* start *

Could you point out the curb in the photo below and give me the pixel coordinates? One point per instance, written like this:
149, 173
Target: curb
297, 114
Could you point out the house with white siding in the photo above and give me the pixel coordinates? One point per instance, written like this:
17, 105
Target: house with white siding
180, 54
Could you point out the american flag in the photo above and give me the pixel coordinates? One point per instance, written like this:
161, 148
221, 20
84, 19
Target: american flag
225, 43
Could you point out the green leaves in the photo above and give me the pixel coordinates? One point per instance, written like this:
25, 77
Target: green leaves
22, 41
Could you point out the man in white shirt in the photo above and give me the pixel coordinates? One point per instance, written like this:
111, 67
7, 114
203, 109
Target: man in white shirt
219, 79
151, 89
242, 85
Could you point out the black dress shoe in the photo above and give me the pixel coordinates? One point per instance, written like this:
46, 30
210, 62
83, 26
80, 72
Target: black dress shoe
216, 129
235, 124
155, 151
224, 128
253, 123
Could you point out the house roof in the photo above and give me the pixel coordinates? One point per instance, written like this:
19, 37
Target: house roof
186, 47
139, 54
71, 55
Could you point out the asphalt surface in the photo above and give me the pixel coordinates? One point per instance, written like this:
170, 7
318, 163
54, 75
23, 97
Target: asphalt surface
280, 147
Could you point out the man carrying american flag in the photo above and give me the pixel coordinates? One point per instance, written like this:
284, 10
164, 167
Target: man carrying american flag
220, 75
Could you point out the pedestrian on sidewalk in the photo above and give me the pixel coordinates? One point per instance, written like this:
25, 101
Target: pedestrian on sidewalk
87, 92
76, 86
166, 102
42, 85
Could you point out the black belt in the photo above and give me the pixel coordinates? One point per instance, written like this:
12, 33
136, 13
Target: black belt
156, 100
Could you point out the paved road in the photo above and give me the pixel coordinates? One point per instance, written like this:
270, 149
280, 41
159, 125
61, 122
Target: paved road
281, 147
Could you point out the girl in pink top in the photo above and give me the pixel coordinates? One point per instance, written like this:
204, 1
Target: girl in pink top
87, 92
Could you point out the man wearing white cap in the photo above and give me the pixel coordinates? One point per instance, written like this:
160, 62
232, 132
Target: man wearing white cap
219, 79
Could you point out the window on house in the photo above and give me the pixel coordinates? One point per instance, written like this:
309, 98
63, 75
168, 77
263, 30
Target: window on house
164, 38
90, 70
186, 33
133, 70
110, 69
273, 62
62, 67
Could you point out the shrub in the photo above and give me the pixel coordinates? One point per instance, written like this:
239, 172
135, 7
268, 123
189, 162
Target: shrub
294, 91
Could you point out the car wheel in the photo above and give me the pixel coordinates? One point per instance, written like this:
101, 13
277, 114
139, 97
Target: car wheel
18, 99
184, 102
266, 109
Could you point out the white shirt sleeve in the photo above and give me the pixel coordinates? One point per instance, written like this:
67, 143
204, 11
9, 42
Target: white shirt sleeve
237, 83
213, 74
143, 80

* end *

__Stated exercise__: Rewrite all of the lines above, changing each occurrence of "pixel coordinates" to "image coordinates" and leaving everything else as it is.

__Correct result__:
Could you point out the curb in the photo below and give me the image coordinates? One point per instance, written like this:
149, 173
Target: curb
297, 114
Could you point out the house with white siding in the photo above and give me the image coordinates? One point per instance, written like this:
17, 105
Target: house with white siding
180, 54
Could you point out the american flag in the photo above and give me the image coordinates? One point per instance, written like this:
161, 148
221, 20
84, 19
Target: american flag
225, 43
Could you point out the green leaves in the photo above and give me the image coordinates? One point per instance, written like this:
25, 77
Target: green leaves
22, 41
Could you point out the man in white shirt in the photo above and give me the image coordinates? One point per instance, written like this:
111, 67
7, 114
203, 109
Target: man in white shirt
219, 79
151, 89
242, 85
Could you point out the black dress shoe in the photo above and give me the image coordinates? One point per instance, written like this:
46, 30
210, 62
83, 26
80, 72
Target: black dress shoe
216, 129
235, 124
155, 151
224, 128
253, 123
Could you point out the house roof in the photo above and give me the image coordinates? One point per instance, written like this:
19, 37
Target: house roof
186, 47
139, 54
71, 55
Could you point out the asphalt surface in the photo above and give me the image coordinates? One point per instance, written like this:
170, 7
318, 163
54, 75
23, 97
Target: asphalt surface
280, 147
Could you point out the man carrying american flag in the photo above and give me the image coordinates? One point per instance, written like this:
284, 10
164, 167
Target: man carrying american flag
220, 75
Could you point out the pedestrian on sidewalk in the photo above and give me the image coordinates? One point per instance, written like this:
25, 101
Target: pedestrian on sidewalk
87, 92
76, 86
166, 102
42, 85
Could you point out the black belt in the photo above and give me the image coordinates? One point per instance, written like this:
12, 33
136, 13
Target: black belt
156, 100
Could you point out the paved road in the photo above and give me the image coordinates? One point per instance, written like this:
270, 149
280, 41
159, 125
61, 122
Target: paved road
281, 147
Could you point out the girl in pink top in the photo above and give me the image coordinates? One point per instance, written like this:
204, 1
Target: girl in pink top
87, 92
Could you point out the man wearing white cap in the photo above and give me the image coordinates? One point per instance, written like this:
160, 62
232, 132
Target: man wearing white cap
219, 79
Could you point out the window on house in the photo above and give me the image coordinates? One point per instance, written like this:
309, 98
63, 75
168, 77
263, 30
Target: window on house
164, 38
90, 70
186, 33
133, 70
110, 69
273, 62
62, 67
Could you point out the shrub in the photo above and give me the image coordinates? One point per instance, written like this:
239, 172
135, 7
268, 123
189, 162
Target: shrub
294, 91
Could you point out the car wheel in the photo above and give me the image coordinates? One point per instance, written like this:
101, 13
277, 114
139, 97
Target: car wheel
18, 99
184, 102
266, 109
Could you point out the white shirt sleeve in the photo above and give me the image coordinates? One point per instance, written like this:
67, 143
204, 11
9, 42
Target: white shirt sleeve
237, 83
213, 74
143, 80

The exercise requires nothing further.